ACTIVITY A: Extract the passage of the mussel adhesive article starting with "UNIVERSITY PARK, Pa." and going on through "on wet tissue.", reproducing it word for word.
ACTIVITY B: Continue the mussel adhesive article from its final sentence, writing the text that follows.

READING TEXT:
++++

UNIVERSITY PARK, Pa. -- Mussels can be a mouthwatering meal, but the chemistry that lets mussels stick to underwater surfaces may also provide a highly adhesive wound closure and more effective healing from surgery.
In recent decades bioahesives, tissue sealants and hemostatic agents became the favored products to control bleeding and promote tissue healing after surgery. However, many of them have side effects or other problems, including an inability to perform well on wet tissue.
"To solve this medical problem, we looked at nature," said Jian Yang, associate professor of bioengineering at Penn State. "There are sea creatures, like the mussel, that can stick on rocks and on ships in the ocean. They can hold on tightly without getting flushed away by the waves because the mussel can make a very powerful adhesive protein. We looked at the chemical structure of that kind of adhesive protein."

++++

ENTRIES PROVIDED:

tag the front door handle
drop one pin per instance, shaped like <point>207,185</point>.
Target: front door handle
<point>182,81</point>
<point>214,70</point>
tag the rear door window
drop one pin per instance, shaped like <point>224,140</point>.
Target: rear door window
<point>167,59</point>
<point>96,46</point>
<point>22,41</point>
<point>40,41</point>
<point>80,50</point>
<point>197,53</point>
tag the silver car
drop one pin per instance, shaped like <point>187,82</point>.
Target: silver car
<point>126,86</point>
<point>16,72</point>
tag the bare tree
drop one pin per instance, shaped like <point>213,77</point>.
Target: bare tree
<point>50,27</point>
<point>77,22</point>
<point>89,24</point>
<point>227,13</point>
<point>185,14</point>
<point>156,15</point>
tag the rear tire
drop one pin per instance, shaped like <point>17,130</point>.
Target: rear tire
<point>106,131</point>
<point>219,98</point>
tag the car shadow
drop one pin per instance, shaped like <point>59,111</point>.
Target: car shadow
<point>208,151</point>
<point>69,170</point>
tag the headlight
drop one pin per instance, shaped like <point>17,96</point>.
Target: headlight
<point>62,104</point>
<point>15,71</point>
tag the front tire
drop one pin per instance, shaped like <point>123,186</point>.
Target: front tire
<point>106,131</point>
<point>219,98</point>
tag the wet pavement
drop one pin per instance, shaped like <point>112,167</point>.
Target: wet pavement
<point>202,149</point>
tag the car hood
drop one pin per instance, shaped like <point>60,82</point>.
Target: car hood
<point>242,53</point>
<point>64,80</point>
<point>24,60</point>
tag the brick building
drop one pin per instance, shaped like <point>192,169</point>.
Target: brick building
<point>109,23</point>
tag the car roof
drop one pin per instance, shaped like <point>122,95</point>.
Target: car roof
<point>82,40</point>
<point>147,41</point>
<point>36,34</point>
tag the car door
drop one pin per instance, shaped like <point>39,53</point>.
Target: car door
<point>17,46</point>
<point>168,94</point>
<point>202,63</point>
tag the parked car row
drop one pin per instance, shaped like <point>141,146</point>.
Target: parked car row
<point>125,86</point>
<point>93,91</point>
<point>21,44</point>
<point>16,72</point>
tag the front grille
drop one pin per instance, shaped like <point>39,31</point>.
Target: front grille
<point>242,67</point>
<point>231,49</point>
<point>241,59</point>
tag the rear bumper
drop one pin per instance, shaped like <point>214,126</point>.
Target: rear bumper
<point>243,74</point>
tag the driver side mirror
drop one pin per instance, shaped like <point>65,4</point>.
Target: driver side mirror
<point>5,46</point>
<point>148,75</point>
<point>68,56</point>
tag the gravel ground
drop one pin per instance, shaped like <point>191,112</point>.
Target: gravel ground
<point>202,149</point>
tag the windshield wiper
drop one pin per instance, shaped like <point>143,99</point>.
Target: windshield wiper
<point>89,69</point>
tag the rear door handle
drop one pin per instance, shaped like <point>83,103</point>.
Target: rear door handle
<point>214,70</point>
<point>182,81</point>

++++

TASK OUTPUT A:
UNIVERSITY PARK, Pa. -- Mussels can be a mouthwatering meal, but the chemistry that lets mussels stick to underwater surfaces may also provide a highly adhesive wound closure and more effective healing from surgery.
In recent decades bioahesives, tissue sealants and hemostatic agents became the favored products to control bleeding and promote tissue healing after surgery. However, many of them have side effects or other problems, including an inability to perform well on wet tissue.

TASK OUTPUT B:
Yang, along with University of Texas-Arlington researchers Mohammadreza Mehdizadeh, Hong Weng, Dipendra Gyawali and Liping Tang, took the biological information and developed a wholly synthetic family of adhesives. They incorporated the chemical structure from the mussel's adhesive protein into the design of an injectable synthetic polymer. The bioahesives, called iCMBAs, adhere well in wet environments, have controlled degradability, improved biocompatibility and lower manufacturing costs, putting them a step above current products such as fibrin glue and cyanoacrylate adhesives.
Fibrin glues are fast acting and biodegradable but have relatively poor adhesion strength. They may also carry risk of blood-borne disease transmission and have the potential for allergic reactions due to animal-based ingredients. Cyanoacrylate adhesives -- super glues -- offer strong adhesion, rapid setting time and strong adhesion to tissue, but they degrade slowly and may cause toxicity, often limiting their use to external applications.